• EXTRACT PROVIDED
********************

Deep Crimson

A deep neural network chess analysis engine -- by Chaidhat Chaimongkol

Deep Crimson 1 started on 2020, 26 December
Deep Crimson 2 started on 2022, 9 June

Promises

Program must evaluate moves by itself (no using Stockfish/other engines during runtime)
Program must not use book moves
No closely copying ideas/code from Stockfish or any other well-known engines

Early Ideas/Concepts

Concept 1: Brute Force/ Monte Carlo Search/Min-max/Alpha-beta pruning

Sounds reasonable.

Concept 2: Evaluate Positions via DNN

Using dataset 2, train a classical NN to look at multiple positions and stockfish analysis for it. Once it is trained, then do monte carlo search of low depth to figure out the best move to improve position. Optimally, train for only moving as black or white.

Concept 2.0.1: Evaluate Both Sides

Using concept 2.0, the system would only evaluate one side (black to move). This is bad when trying to see which moves in evaluating moves of the engine as it would be white to move afterwards. Need to to train a different AI to understand white to move. Or to make it fairer, accept both white AND black in training data. Or when evaluating, perform both steps and then consult engine (depth 2) instead of comapring the best move for black.

Concept 2.1: Position Features

Create some feature inorder to inform the NN some important things

Material:

pawns_remaining (1) - number of pawns on the board (1 is {9 white, 0 black}, -1 is {0 white, 9 black})
knights_remaining (1) - number of knights on the board (1 is {2 white, 0 black}, -1 is {0 white, 2 black})
bishops_remaining (1) - number of bishops on the board (1 is {2 white, 0 black}, -1 is {0 white, 2 black})
queens_remaining (1) - number of queens on the board (1 is {1 white, 0 black}, -1 is {0 white, 1 black})

********************

• DATA SECTION

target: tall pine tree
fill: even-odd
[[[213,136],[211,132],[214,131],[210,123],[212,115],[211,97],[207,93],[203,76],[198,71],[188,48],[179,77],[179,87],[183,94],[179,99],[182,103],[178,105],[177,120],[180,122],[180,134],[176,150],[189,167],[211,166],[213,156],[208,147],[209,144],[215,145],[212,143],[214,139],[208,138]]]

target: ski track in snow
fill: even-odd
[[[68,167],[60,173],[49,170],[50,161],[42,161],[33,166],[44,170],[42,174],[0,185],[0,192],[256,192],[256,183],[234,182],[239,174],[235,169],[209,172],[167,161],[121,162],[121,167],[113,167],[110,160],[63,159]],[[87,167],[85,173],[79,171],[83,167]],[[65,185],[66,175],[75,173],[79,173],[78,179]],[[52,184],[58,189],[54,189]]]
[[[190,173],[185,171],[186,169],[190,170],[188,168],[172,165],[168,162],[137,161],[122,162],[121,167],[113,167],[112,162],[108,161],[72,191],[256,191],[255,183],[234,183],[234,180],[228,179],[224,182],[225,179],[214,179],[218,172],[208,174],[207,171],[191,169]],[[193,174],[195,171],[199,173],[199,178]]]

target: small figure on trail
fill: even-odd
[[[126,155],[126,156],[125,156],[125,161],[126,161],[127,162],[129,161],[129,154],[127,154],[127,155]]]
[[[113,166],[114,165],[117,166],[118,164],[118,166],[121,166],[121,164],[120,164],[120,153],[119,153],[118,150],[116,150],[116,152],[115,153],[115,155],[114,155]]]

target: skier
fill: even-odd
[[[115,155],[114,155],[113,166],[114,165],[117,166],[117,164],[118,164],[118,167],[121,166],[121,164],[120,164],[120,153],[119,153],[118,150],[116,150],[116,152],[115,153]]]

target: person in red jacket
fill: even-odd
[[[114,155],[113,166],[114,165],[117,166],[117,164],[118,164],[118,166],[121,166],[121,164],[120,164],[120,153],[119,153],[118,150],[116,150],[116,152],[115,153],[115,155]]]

********************

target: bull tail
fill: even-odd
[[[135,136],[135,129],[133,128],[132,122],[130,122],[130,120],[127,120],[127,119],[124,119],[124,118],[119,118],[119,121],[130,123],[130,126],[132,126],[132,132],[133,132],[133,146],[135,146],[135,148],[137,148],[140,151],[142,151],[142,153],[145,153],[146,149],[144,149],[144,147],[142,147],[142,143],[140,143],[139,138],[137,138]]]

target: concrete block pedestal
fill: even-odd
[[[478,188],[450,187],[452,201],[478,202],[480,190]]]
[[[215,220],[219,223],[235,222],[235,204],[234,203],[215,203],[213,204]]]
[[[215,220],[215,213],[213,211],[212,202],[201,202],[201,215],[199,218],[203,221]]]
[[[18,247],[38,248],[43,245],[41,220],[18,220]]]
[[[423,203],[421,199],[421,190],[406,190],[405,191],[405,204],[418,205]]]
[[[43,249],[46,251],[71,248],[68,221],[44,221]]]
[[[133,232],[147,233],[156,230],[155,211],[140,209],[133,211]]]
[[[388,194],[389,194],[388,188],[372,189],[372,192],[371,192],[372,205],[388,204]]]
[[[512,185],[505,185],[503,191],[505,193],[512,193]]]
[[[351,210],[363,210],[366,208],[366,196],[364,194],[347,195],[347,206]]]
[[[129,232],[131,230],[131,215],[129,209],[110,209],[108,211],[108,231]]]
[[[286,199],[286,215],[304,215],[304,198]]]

********************

• WHAT THIS TASK INVOLVES
Can you reproduce the Deep Crimson engine notes above word for word, from the title through the last line? The material has no connection to the Deep Crimson engine notes.

• TASK ANSWER
Deep Crimson

A deep neural network chess analysis engine -- by Chaidhat Chaimongkol

Deep Crimson 1 started on 2020, 26 December
Deep Crimson 2 started on 2022, 9 June

Promises

Program must evaluate moves by itself (no using Stockfish/other engines during runtime)
Program must not use book moves
No closely copying ideas/code from Stockfish or any other well-known engines

Early Ideas/Concepts

Concept 1: Brute Force/ Monte Carlo Search/Min-max/Alpha-beta pruning

Sounds reasonable.

Concept 2: Evaluate Positions via DNN

Using dataset 2, train a classical NN to look at multiple positions and stockfish analysis for it. Once it is trained, then do monte carlo search of low depth to figure out the best move to improve position. Optimally, train for only moving as black or white.

Concept 2.0.1: Evaluate Both Sides

Using concept 2.0, the system would only evaluate one side (black to move). This is bad when trying to see which moves in evaluating moves of the engine as it would be white to move afterwards. Need to to train a different AI to understand white to move. Or to make it fairer, accept both white AND black in training data. Or when evaluating, perform both steps and then consult engine (depth 2) instead of comapring the best move for black.

Concept 2.1: Position Features

Create some feature inorder to inform the NN some important things

Material:

pawns_remaining (1) - number of pawns on the board (1 is {9 white, 0 black}, -1 is {0 white, 9 black})
knights_remaining (1) - number of knights on the board (1 is {2 white, 0 black}, -1 is {0 white, 2 black})
bishops_remaining (1) - number of bishops on the board (1 is {2 white, 0 black}, -1 is {0 white, 2 black})
queens_remaining (1) - number of queens on the board (1 is {1 white, 0 black}, -1 is {0 white, 1 black})